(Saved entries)
•••••
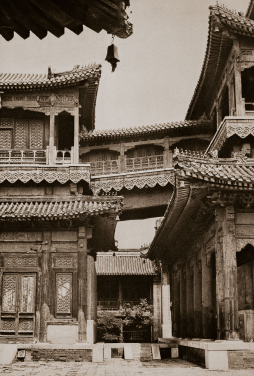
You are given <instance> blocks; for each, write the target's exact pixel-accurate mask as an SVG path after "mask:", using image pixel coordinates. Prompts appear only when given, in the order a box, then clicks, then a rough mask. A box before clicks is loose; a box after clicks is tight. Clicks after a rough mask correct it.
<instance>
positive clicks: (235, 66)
mask: <svg viewBox="0 0 254 376" xmlns="http://www.w3.org/2000/svg"><path fill="white" fill-rule="evenodd" d="M234 47H235V50H236V54H237V55H238V56H239V55H240V54H241V49H240V46H239V41H238V40H236V39H235V40H234ZM234 76H235V102H236V116H243V115H245V108H243V100H242V99H243V98H242V75H241V69H240V63H238V62H237V61H235V65H234Z"/></svg>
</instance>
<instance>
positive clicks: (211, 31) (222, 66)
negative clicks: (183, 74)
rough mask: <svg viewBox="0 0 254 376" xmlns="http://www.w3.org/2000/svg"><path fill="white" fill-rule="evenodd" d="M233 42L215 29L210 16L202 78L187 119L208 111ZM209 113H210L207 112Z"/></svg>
mask: <svg viewBox="0 0 254 376" xmlns="http://www.w3.org/2000/svg"><path fill="white" fill-rule="evenodd" d="M232 45H233V42H232V40H231V39H229V38H228V37H226V36H225V35H224V34H222V33H216V32H215V31H213V25H212V17H211V16H210V18H209V33H208V41H207V47H206V54H205V59H204V63H203V66H202V70H201V74H200V78H199V80H198V84H197V86H196V89H195V91H194V94H193V97H192V99H191V103H190V105H189V108H188V111H187V114H186V120H191V119H198V118H199V117H200V116H202V115H203V114H204V112H207V110H208V105H209V103H210V100H211V97H212V95H213V93H214V90H215V88H216V87H217V85H218V81H219V78H220V75H221V72H222V69H223V67H224V65H225V63H226V60H227V58H228V55H229V53H230V50H231V48H232ZM206 115H208V113H206Z"/></svg>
•••••
- _Task goal_: Exactly as they stand, the entries must be written out again, pictures excluded.

- _Reply_:
You are given <instance> blocks; for each, write the target's exact pixel-accurate mask as an SVG path after "mask:", using image pixel coordinates. Prompts appear only when given, in the order a box, then clicks, then a rough mask. A box before clicks is loose; a box after clicks is tight. Clicks after a rough mask correct it.
<instance>
positive clicks: (235, 66)
mask: <svg viewBox="0 0 254 376" xmlns="http://www.w3.org/2000/svg"><path fill="white" fill-rule="evenodd" d="M234 47H235V50H236V54H237V55H238V56H239V55H240V54H241V49H240V46H239V41H238V40H236V39H235V40H234ZM234 76H235V102H236V116H243V115H245V108H243V100H242V99H243V98H242V75H241V69H240V63H238V62H237V61H235V65H234Z"/></svg>
</instance>
<instance>
positive clicks: (211, 31) (222, 66)
negative clicks: (183, 74)
rough mask: <svg viewBox="0 0 254 376" xmlns="http://www.w3.org/2000/svg"><path fill="white" fill-rule="evenodd" d="M233 42L215 29L210 16L202 78L187 119L208 111ZM209 113H210L207 112Z"/></svg>
mask: <svg viewBox="0 0 254 376" xmlns="http://www.w3.org/2000/svg"><path fill="white" fill-rule="evenodd" d="M232 45H233V42H232V40H231V39H229V38H228V37H226V36H225V35H224V34H222V33H216V32H215V31H213V25H212V17H211V16H210V18H209V33H208V41H207V47H206V54H205V59H204V63H203V66H202V70H201V74H200V78H199V80H198V84H197V86H196V89H195V91H194V94H193V97H192V99H191V103H190V105H189V108H188V111H187V114H186V120H191V119H198V118H199V117H200V116H202V115H203V114H204V112H207V110H208V105H209V103H210V100H211V97H212V95H213V93H214V90H215V88H216V87H217V85H218V81H219V78H220V75H221V72H222V69H223V67H224V65H225V63H226V60H227V58H228V55H229V53H230V50H231V48H232ZM206 115H208V113H206Z"/></svg>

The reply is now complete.